• **Recorded information**:
════════════════════
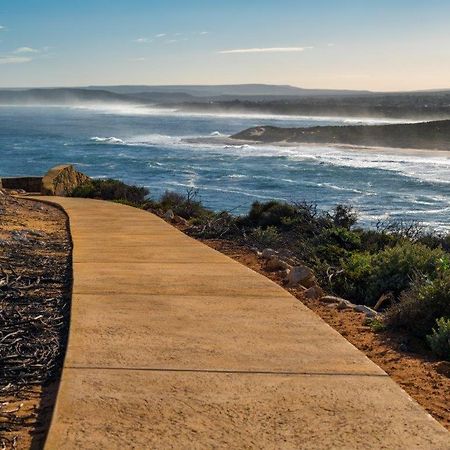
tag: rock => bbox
[265,256,289,272]
[164,209,175,220]
[288,266,315,288]
[261,248,278,259]
[353,305,378,317]
[41,164,89,197]
[303,285,323,300]
[336,299,354,311]
[320,295,343,303]
[173,214,189,226]
[436,361,450,378]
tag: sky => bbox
[0,0,450,91]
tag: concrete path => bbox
[36,197,450,450]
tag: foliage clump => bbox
[427,317,450,361]
[72,180,450,358]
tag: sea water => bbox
[0,105,450,230]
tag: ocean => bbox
[0,105,450,231]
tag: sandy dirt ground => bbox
[0,192,71,449]
[202,239,450,430]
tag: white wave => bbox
[91,136,125,145]
[91,134,450,189]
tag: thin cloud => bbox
[0,55,32,64]
[217,47,313,55]
[13,47,39,53]
[134,38,153,44]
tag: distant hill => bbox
[0,84,450,120]
[85,84,370,97]
[0,88,131,105]
[231,120,450,151]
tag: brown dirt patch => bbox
[0,196,71,449]
[202,239,450,430]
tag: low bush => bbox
[250,226,280,247]
[246,200,297,228]
[427,317,450,361]
[334,241,446,306]
[159,189,211,219]
[385,271,450,338]
[71,179,149,205]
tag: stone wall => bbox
[41,164,89,197]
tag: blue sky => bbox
[0,0,450,90]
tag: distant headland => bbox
[231,120,450,151]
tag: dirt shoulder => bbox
[202,239,450,430]
[0,192,71,449]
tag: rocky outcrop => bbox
[231,120,450,150]
[0,177,42,192]
[41,164,89,197]
[256,248,379,319]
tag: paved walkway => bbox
[36,198,450,450]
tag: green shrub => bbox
[247,200,297,227]
[331,205,358,230]
[250,226,280,247]
[427,317,450,361]
[336,241,445,305]
[71,179,149,205]
[159,189,207,219]
[385,272,450,338]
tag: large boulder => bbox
[41,164,89,197]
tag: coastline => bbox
[182,136,450,158]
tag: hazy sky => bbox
[0,0,450,90]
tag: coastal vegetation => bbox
[231,120,450,150]
[72,180,450,359]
════════════════════
• **Stated task**:
Rewrite the entries starting at the line containing "tag: sky => bbox" and ending at the last line of the entries, keeping the tag lines as they are and shifting every bounding box coordinate up by 110.

• **Written solution**:
tag: sky => bbox
[110,110,560,201]
tag: concrete path => bbox
[146,307,560,560]
tag: foliage clump => bbox
[537,427,560,471]
[182,290,560,468]
tag: sea water => bbox
[110,215,560,340]
tag: ocean => bbox
[110,215,560,341]
tag: sandy dirt ground => bbox
[110,302,181,559]
[312,349,560,540]
tag: white wave => bbox
[201,246,235,255]
[201,244,560,299]
tag: thin cloud => bbox
[110,165,142,174]
[327,157,423,165]
[123,157,149,163]
[244,148,263,154]
tag: distant hill => bbox
[110,194,560,230]
[195,194,480,207]
[110,198,241,215]
[341,230,560,261]
tag: brown dirt patch => bbox
[110,306,181,559]
[312,349,560,540]
tag: low bush => bbox
[360,336,390,357]
[356,310,407,338]
[537,427,560,471]
[444,351,556,416]
[269,299,321,329]
[495,381,560,448]
[181,289,259,315]
tag: stone wall => bbox
[151,274,199,307]
tag: blue sky => bbox
[110,110,560,200]
tag: distant headland => bbox
[341,230,560,261]
tag: dirt shoulder => bbox
[312,349,560,540]
[110,302,181,559]
tag: rocky outcrop => bbox
[341,230,560,260]
[110,287,152,302]
[151,274,199,307]
[366,358,489,429]
tag: paved walkway => bbox
[146,308,560,560]
tag: green shrub => bbox
[357,310,407,337]
[441,315,468,340]
[360,336,390,357]
[537,427,560,471]
[446,351,555,415]
[181,289,259,315]
[269,299,317,329]
[495,382,560,448]
tag: large boulder => bbox
[151,274,199,307]
tag: coastline => bbox
[292,246,560,268]
tag: hazy sky => bbox
[110,110,560,200]
tag: coastal vegetation => bbox
[341,230,560,260]
[182,290,560,469]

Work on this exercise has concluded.